◆ **Teks yang Diberikan**:

29 September, 2008

Tentang Diskriminasi Waria

Tulisan ini dimuat di Tabloid Realita Edisi 19 Februari-04 Maret 2007.

Majunya dua orang waria, Nancy Iskandar (Ketua Forum Waria se DKI Jakarta) dan Yulianus Rettoblaut (Ketua Forum Waria se-Indonesia), dalam bursa pencalonan anggota komisioner Komnas HAM), sudah sepatutnya kita apresiasi.

Sebab, pencalonan dua waria ini adalah wujud perjuangan sekelompok manusia mendapatkan hak atas keadilan. Selama ini, masyarakat dan institusi sosial, seringkali memperlakukan kaum waria secara diskriminatif dan tidak manusiawi. Padahal konstitusi kita telah memberikan perlindungan. Sementara negara, terkesan masa bodoh (violence by ommision). Bahkan belakangan, negara juga turut serta mendiskriminasi melalui regulasi.


Bagaimana status hak-hak waria di dalam hukum positif Indonesia?
Hukum positif kita (konstitusi dan regulasi) memang tak secara spesifik mengatur tentang hak-hak waria. Meski begitu, tak berarti bahwa keberadaan waria tak mendapatkan perlindungan hukum. Sebaliknya dengan tidak diatur, menandakan bahwa di mata hukum, hak dan kewajiban waria adalah sederajat dengan warga negara lainnya. Jadi, tak ada alasan hukum untuk mendiskriminasi waria dalam mendapatkan hak-haknya sebagai warga negara. Waria adalah juga warga negara yang memiliki hak konstitusional.

Dalam UUD 45, konstitusi kita, terdapat beberapa hak warga negara terkait dengan hak asasi manusia. Yaitu pertama, pasal 28D ayat (1) UUD 45 amandemen kedua: “Setiap orang berhak atas pengakuan, jaminan, perlindungan, dan kepastian hukum yang adil serta perlakuan yang sama di hadapan hukum”. Kedua, pasal 28D ayat (2) UUD 45 amandemen kedua: “Setiap orang berhak untuk bekerja serta mendapat imbalan dan perlakuan yang adil dan layak dalam hubungan kerja.” Ketiga, Pasal 28D ayat (3) UUD 45 amandemen kedua: “Setiap warga negara berhak memperoleh kesempatan yang sama dalam pemerintahan.”

Ketiga hak di atas, adalah salah satu hak warga negara yang mestinya juga dapat dinikmati oleh kaum waria. Namun dalam praktik, umumnya hak itu masih menjadi ‘barang mahal’, alias tak dapat dijamah oleh kaum waria.

◆ **Isi Data**:

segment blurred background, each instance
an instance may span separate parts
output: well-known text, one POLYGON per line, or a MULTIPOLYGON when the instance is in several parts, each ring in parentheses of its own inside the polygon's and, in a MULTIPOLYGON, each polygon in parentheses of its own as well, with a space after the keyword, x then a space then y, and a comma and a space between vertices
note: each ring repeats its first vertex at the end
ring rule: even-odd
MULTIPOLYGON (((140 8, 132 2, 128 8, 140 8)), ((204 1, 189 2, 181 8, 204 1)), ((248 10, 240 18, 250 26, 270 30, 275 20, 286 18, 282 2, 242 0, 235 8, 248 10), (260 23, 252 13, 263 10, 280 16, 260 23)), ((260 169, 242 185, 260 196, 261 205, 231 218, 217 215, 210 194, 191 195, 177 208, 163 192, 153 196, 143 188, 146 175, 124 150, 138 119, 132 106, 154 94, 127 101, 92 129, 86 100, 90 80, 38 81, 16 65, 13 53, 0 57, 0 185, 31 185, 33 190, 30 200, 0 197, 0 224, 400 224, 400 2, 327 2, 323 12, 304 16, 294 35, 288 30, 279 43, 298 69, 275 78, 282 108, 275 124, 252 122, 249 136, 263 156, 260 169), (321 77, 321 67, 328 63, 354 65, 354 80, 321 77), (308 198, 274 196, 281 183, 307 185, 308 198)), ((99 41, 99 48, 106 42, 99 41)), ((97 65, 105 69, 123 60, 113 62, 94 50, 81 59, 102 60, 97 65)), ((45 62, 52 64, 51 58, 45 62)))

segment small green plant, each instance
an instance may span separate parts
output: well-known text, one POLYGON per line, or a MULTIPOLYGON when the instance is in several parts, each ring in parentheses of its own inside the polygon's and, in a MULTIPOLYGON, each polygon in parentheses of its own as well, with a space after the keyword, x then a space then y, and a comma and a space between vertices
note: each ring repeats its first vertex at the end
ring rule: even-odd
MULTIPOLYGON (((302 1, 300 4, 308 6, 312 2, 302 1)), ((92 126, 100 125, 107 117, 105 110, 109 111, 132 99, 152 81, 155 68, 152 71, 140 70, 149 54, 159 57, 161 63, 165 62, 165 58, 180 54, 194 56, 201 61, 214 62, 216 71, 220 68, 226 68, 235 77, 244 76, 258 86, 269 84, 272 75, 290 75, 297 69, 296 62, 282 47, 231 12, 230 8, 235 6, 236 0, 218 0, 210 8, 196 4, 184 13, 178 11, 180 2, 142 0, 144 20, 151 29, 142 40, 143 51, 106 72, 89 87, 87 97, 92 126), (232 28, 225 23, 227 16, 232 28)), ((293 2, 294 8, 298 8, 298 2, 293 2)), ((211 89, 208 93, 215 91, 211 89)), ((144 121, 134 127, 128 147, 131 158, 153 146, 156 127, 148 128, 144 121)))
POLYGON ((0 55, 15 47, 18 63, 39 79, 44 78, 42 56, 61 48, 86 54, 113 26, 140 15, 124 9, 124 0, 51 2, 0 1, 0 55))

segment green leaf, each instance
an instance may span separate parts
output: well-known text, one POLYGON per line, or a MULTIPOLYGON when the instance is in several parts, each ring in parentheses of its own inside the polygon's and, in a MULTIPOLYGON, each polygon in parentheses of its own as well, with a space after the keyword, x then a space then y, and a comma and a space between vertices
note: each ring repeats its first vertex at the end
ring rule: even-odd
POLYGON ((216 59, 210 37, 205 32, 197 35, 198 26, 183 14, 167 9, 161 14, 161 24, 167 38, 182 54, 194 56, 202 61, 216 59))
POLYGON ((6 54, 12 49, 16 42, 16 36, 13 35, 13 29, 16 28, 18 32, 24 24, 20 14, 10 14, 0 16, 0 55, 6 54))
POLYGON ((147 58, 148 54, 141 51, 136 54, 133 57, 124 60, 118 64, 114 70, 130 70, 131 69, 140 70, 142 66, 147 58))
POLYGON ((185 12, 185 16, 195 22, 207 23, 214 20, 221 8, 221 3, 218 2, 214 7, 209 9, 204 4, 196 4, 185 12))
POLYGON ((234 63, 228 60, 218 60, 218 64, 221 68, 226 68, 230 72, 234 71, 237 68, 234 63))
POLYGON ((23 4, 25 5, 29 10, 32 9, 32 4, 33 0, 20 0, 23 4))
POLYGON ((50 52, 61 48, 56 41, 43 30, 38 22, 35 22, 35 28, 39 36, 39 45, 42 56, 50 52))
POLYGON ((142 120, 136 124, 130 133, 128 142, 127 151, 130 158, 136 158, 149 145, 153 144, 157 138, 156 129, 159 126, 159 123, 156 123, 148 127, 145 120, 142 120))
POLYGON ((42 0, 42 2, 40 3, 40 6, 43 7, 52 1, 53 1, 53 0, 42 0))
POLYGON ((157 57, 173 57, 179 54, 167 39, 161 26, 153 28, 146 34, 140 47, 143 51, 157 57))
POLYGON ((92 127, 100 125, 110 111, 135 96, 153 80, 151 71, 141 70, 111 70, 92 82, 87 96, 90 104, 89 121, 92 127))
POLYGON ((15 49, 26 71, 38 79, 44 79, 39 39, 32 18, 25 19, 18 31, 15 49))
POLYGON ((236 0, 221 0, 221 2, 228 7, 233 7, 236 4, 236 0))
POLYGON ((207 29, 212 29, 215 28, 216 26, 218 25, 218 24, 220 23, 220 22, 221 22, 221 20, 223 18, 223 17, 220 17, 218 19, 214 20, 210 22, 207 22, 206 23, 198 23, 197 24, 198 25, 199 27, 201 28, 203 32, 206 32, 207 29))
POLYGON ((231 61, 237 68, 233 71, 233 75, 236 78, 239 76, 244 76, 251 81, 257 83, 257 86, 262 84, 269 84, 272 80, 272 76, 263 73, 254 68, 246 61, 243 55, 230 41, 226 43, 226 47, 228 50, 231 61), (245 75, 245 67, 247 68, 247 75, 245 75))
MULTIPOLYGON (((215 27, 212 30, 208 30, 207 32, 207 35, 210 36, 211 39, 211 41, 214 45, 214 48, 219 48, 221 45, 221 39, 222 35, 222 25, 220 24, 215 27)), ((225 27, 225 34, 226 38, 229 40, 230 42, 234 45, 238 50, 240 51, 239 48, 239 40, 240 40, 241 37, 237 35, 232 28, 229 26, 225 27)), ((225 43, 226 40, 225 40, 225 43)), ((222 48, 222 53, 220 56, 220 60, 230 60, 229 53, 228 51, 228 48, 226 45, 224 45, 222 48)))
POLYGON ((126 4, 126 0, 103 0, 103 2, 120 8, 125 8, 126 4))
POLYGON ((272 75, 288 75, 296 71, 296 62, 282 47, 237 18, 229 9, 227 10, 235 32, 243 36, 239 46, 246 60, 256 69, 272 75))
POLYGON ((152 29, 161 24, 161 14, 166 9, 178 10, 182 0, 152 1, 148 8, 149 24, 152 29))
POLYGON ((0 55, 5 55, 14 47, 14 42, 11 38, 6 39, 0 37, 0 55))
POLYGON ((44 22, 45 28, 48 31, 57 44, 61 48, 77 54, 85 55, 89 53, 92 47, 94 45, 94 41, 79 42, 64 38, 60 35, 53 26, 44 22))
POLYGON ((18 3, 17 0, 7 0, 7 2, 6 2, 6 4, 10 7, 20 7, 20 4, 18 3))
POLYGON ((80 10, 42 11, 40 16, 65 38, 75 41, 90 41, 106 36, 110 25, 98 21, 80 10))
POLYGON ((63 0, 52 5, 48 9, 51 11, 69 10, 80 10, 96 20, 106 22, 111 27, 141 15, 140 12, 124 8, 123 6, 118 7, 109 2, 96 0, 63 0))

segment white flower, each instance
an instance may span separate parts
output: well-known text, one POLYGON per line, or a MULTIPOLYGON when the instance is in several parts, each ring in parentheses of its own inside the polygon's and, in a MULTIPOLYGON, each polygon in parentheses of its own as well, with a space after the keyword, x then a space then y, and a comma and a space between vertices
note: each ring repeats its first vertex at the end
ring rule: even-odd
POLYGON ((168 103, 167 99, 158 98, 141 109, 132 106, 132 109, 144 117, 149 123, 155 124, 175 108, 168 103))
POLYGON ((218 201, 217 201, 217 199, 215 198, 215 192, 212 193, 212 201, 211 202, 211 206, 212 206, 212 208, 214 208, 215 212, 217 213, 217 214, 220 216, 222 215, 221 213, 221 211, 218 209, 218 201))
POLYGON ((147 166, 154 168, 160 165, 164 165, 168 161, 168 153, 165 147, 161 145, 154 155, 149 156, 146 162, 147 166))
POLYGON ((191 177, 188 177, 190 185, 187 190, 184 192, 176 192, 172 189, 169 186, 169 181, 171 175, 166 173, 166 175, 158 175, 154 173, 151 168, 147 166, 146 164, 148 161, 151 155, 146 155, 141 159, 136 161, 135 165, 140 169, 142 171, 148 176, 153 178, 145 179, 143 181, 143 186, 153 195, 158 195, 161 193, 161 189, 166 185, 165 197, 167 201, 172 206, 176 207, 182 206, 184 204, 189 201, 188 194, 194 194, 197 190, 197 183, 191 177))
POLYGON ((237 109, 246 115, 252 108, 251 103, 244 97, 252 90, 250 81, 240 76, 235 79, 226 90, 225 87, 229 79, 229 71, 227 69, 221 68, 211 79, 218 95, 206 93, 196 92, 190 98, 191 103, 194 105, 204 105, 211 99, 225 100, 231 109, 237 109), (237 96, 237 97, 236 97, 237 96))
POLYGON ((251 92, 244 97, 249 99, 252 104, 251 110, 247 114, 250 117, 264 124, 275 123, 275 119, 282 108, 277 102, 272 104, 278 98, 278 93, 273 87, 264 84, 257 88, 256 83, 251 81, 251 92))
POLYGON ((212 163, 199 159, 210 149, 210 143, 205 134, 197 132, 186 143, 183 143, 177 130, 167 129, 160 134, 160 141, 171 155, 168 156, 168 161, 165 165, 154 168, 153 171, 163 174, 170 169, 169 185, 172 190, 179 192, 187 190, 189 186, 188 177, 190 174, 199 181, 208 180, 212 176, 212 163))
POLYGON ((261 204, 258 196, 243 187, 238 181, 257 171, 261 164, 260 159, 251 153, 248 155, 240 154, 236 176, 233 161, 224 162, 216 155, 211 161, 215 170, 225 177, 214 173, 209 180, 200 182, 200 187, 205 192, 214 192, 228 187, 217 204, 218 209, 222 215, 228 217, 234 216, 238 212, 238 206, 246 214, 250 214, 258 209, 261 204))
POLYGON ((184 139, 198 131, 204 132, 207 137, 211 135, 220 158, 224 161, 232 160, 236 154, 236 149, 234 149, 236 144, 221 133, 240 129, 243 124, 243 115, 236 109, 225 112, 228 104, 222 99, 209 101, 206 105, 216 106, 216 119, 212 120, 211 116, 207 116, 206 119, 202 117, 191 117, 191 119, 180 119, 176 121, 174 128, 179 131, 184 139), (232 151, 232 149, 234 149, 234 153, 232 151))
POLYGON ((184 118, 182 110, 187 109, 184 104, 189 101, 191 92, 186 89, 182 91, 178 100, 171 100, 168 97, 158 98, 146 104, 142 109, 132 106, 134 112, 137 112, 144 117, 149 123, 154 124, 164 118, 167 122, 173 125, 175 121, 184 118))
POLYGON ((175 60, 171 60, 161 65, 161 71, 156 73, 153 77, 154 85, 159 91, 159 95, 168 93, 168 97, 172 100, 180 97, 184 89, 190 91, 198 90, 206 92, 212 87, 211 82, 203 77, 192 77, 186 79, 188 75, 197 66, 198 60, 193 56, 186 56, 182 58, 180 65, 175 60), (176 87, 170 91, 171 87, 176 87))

◆ **Yang Diperlukan**: Cetak ulang bagian teks tentang diskriminasi waria mulai dari "29 September, 2008" sampai dengan dan termasuk "mendiskriminasi melalui regulasi.", tanpa mengubah apa pun. Listing di atas merupakan bahan tersendiri yang terpisah dari teks tentang diskriminasi waria.

◆ **Jawaban Lengkap**:
29 September, 2008

Tentang Diskriminasi Waria

Tulisan ini dimuat di Tabloid Realita Edisi 19 Februari-04 Maret 2007.

Majunya dua orang waria, Nancy Iskandar (Ketua Forum Waria se DKI Jakarta) dan Yulianus Rettoblaut (Ketua Forum Waria se-Indonesia), dalam bursa pencalonan anggota komisioner Komnas HAM), sudah sepatutnya kita apresiasi.

Sebab, pencalonan dua waria ini adalah wujud perjuangan sekelompok manusia mendapatkan hak atas keadilan. Selama ini, masyarakat dan institusi sosial, seringkali memperlakukan kaum waria secara diskriminatif dan tidak manusiawi. Padahal konstitusi kita telah memberikan perlindungan. Sementara negara, terkesan masa bodoh (violence by ommision). Bahkan belakangan, negara juga turut serta mendiskriminasi melalui regulasi.